---------- PROVIDED ENTRIES ----------

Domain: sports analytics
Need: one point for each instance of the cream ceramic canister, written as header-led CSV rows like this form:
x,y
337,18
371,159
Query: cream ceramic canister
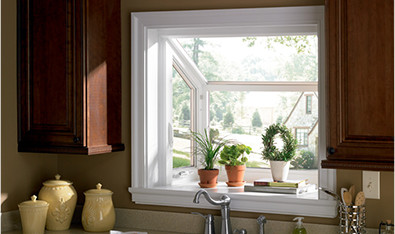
x,y
98,214
62,198
33,215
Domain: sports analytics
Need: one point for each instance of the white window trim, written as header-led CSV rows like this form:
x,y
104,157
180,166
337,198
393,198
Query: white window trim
x,y
151,121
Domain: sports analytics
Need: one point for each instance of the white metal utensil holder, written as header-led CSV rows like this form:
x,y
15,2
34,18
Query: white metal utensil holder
x,y
352,219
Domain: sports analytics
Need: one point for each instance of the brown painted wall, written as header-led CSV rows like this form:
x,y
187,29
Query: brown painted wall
x,y
22,174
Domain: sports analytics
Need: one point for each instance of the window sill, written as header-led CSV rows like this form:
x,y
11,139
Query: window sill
x,y
181,196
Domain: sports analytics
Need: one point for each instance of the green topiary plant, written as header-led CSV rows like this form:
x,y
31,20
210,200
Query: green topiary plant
x,y
209,147
270,151
234,155
306,160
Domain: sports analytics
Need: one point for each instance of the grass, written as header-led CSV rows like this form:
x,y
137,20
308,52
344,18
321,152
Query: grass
x,y
181,162
180,152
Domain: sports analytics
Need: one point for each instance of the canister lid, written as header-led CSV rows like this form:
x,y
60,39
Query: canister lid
x,y
98,191
33,203
57,182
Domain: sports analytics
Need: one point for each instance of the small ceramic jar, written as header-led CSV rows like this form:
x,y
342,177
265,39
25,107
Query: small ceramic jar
x,y
62,198
33,215
98,214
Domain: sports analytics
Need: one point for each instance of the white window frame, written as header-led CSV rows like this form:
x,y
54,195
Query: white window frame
x,y
152,122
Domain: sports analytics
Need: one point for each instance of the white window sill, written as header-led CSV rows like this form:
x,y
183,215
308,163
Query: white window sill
x,y
182,195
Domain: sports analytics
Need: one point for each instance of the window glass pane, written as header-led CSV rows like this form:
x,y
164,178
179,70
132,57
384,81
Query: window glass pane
x,y
308,104
243,116
274,58
182,155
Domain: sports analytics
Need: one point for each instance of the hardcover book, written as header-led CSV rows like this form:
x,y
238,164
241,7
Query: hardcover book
x,y
284,190
287,183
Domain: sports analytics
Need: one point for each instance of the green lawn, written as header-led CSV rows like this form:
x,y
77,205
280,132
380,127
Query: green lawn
x,y
181,162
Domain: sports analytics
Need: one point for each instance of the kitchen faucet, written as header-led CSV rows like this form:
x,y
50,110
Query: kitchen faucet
x,y
224,202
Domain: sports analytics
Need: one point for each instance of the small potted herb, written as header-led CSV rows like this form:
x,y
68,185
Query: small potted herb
x,y
208,147
279,160
234,160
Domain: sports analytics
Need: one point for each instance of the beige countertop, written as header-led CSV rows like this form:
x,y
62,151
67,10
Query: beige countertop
x,y
76,229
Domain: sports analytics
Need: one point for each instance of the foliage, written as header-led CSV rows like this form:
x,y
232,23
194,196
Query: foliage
x,y
238,130
270,151
300,43
181,162
214,133
185,113
209,147
256,119
234,155
306,160
228,120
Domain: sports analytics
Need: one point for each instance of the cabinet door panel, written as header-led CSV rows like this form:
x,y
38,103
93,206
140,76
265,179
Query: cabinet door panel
x,y
361,79
48,106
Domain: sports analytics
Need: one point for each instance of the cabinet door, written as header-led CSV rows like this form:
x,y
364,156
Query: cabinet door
x,y
49,74
360,69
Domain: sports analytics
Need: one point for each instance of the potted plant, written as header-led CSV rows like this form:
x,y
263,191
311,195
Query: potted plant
x,y
279,159
208,146
234,160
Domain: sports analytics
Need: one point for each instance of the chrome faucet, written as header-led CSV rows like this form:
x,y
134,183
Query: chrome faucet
x,y
261,220
224,202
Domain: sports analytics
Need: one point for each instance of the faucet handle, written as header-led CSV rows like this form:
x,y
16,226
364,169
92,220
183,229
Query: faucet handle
x,y
209,224
197,213
241,231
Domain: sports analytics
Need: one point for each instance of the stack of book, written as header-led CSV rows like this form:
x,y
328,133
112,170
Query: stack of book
x,y
286,187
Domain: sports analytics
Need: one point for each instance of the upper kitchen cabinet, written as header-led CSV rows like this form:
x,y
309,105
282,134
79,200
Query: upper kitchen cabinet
x,y
360,87
69,76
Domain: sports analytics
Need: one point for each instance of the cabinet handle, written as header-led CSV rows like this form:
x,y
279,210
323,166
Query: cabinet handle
x,y
331,150
76,139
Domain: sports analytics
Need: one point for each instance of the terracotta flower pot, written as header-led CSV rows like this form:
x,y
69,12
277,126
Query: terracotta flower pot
x,y
208,178
235,175
279,170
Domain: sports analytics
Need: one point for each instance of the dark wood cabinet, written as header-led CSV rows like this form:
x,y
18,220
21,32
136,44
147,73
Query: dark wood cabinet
x,y
360,87
69,76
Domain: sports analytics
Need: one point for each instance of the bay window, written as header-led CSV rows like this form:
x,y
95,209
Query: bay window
x,y
234,72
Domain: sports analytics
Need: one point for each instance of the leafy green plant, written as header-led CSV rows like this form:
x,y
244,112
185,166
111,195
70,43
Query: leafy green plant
x,y
306,160
234,155
270,151
209,147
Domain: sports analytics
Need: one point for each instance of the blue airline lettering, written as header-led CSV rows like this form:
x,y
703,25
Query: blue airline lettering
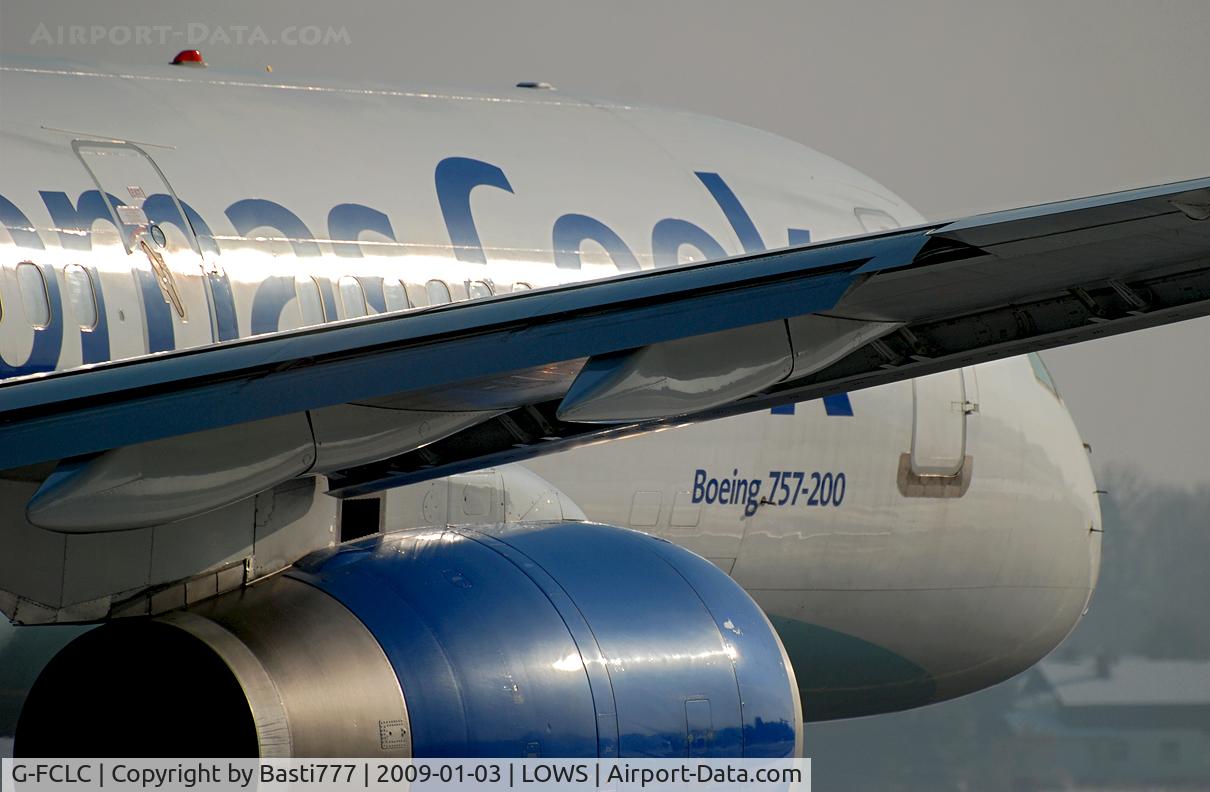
x,y
571,230
347,220
455,178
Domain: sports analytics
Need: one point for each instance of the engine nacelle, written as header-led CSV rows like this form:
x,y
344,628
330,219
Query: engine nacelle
x,y
553,640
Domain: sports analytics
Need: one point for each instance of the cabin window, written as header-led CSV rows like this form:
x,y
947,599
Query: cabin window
x,y
396,295
310,304
81,296
352,296
33,294
438,293
416,295
1042,373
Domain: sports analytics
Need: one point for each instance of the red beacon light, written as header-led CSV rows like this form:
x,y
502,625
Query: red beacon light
x,y
189,58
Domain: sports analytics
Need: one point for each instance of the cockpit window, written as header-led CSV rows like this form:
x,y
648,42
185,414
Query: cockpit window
x,y
1042,373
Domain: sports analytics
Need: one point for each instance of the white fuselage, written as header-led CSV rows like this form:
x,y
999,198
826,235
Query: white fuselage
x,y
318,203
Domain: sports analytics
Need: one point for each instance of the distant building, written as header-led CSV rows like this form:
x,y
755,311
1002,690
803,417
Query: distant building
x,y
1113,723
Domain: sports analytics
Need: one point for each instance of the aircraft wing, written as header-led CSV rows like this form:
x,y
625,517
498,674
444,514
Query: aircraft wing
x,y
553,368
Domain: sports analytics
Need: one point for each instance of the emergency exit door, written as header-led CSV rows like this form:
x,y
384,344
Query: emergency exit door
x,y
939,428
162,248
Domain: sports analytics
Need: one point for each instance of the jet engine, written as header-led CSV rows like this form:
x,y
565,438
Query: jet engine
x,y
536,640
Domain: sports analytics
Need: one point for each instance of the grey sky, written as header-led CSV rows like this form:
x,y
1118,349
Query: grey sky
x,y
958,105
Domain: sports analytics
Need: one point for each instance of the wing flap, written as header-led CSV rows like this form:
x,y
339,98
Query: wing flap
x,y
957,294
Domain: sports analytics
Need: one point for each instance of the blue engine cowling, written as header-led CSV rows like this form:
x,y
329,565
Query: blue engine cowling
x,y
553,640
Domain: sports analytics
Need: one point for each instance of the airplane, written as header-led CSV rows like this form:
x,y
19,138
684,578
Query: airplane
x,y
286,368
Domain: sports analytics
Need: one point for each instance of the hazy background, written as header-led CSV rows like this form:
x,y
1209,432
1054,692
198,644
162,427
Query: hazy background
x,y
956,105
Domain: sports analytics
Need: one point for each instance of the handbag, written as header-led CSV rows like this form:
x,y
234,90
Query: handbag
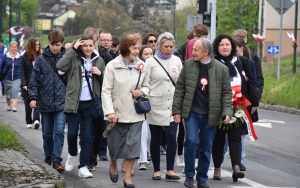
x,y
141,104
2,76
165,71
96,106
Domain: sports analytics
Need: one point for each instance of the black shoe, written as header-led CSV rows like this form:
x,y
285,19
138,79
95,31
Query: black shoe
x,y
57,166
242,167
172,177
156,177
217,178
103,158
236,175
128,185
189,182
113,178
201,184
48,160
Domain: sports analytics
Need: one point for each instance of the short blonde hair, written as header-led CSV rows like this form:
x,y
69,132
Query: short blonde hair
x,y
240,33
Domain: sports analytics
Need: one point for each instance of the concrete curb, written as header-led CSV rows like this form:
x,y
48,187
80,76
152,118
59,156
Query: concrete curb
x,y
279,108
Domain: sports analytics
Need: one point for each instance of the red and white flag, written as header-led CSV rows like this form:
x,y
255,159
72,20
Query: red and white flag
x,y
258,37
13,32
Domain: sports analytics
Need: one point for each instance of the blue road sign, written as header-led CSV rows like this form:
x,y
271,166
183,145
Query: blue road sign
x,y
273,49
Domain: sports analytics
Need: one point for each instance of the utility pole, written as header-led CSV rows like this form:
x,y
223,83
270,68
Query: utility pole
x,y
10,19
261,28
18,21
295,31
213,26
239,14
1,5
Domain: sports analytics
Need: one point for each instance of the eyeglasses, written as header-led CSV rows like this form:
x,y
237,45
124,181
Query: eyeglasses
x,y
151,41
105,40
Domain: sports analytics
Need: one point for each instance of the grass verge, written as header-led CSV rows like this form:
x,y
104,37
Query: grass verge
x,y
8,138
286,91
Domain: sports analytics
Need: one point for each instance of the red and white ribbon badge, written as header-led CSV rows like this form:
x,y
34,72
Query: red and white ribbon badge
x,y
140,66
244,74
60,72
175,71
204,82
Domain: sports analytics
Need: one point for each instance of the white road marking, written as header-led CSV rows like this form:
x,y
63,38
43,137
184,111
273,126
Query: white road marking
x,y
225,173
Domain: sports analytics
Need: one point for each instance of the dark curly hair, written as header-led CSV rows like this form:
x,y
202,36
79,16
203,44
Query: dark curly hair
x,y
217,42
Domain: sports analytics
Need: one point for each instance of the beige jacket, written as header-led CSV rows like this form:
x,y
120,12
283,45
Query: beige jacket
x,y
161,89
118,81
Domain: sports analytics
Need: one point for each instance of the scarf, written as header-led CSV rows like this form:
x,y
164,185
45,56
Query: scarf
x,y
162,56
227,61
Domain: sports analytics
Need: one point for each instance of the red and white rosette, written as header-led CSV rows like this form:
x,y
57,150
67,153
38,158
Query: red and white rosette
x,y
175,71
240,100
204,83
141,66
60,72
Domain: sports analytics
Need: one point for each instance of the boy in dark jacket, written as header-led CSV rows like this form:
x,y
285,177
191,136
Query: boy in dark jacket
x,y
47,90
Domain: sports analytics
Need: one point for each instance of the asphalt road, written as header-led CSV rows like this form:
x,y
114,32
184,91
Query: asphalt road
x,y
272,161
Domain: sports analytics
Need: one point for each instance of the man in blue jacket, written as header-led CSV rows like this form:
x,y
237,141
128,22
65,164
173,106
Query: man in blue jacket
x,y
47,90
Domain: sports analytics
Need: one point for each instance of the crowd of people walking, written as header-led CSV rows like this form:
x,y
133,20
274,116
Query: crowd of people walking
x,y
191,91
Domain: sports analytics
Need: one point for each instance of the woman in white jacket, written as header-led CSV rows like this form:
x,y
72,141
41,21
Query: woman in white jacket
x,y
163,70
118,93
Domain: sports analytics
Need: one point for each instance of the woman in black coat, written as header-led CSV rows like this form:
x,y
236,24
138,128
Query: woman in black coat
x,y
240,75
33,50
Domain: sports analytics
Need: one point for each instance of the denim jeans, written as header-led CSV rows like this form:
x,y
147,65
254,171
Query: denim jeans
x,y
84,117
53,127
193,138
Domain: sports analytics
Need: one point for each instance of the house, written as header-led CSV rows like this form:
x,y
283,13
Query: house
x,y
62,19
271,29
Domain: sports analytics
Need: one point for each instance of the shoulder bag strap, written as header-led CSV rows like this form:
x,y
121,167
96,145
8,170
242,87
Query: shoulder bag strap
x,y
165,71
88,81
55,69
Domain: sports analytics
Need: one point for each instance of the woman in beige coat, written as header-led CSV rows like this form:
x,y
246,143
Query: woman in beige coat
x,y
161,98
120,79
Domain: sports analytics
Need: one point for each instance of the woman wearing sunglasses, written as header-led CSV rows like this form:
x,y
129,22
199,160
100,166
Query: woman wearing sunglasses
x,y
150,39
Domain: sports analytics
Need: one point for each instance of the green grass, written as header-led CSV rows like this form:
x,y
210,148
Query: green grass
x,y
286,91
8,138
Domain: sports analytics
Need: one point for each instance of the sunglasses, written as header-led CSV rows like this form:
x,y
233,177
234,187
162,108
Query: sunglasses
x,y
151,41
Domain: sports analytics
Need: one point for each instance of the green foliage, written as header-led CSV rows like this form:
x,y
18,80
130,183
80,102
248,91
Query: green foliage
x,y
8,138
286,90
228,18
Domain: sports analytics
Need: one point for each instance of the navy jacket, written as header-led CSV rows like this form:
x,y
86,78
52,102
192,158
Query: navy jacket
x,y
45,86
13,72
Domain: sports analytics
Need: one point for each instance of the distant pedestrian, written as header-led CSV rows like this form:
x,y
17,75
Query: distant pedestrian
x,y
33,50
11,65
47,89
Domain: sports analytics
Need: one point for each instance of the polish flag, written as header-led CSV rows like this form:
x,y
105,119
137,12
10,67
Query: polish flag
x,y
258,37
13,32
291,36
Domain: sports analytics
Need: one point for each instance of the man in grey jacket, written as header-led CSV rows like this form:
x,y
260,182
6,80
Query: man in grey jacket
x,y
202,96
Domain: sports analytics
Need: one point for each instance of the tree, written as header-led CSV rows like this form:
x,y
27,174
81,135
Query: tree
x,y
228,15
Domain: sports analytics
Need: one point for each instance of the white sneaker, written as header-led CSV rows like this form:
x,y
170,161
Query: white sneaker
x,y
36,124
180,161
29,126
84,172
142,166
70,163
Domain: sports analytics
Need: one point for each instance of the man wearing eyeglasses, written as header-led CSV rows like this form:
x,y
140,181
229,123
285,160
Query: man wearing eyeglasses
x,y
105,40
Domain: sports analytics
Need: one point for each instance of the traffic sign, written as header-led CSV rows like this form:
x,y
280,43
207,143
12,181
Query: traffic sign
x,y
273,49
276,4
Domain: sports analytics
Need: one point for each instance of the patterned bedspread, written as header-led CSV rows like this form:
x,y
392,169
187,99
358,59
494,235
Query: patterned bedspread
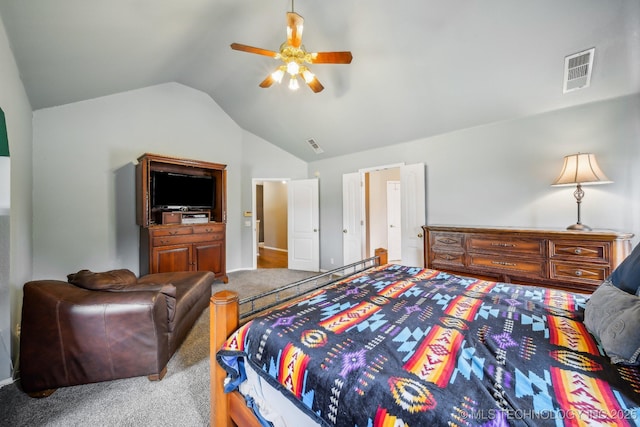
x,y
397,346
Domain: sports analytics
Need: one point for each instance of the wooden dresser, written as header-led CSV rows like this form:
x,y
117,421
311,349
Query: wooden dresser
x,y
198,247
574,260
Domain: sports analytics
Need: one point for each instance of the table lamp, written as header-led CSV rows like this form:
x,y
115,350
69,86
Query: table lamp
x,y
580,169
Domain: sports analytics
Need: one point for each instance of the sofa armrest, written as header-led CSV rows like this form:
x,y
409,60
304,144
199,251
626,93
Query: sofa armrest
x,y
73,336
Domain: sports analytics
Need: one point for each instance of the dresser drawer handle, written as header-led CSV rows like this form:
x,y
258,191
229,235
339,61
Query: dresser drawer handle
x,y
508,264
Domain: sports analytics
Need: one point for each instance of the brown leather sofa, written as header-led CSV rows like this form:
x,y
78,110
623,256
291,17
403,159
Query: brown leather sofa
x,y
106,326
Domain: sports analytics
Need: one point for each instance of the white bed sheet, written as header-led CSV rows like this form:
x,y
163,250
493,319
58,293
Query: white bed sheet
x,y
272,404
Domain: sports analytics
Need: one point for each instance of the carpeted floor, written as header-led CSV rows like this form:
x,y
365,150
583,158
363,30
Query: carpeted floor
x,y
180,399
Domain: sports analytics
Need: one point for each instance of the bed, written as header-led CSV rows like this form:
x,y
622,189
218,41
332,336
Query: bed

----------

→ GOAL OF THE EXERCISE: Identify every line in the rows above that contains the word "flag", and copy each of those lines.

→ RESPONSE TO THIS EXERCISE:
Need: one point for each instance of the red and white flag, written as header-led CSV rows like this form:
Query: red and white flag
Need: one point for each instance of the polish flag, written as header-led CSV rows like this form:
Query: polish flag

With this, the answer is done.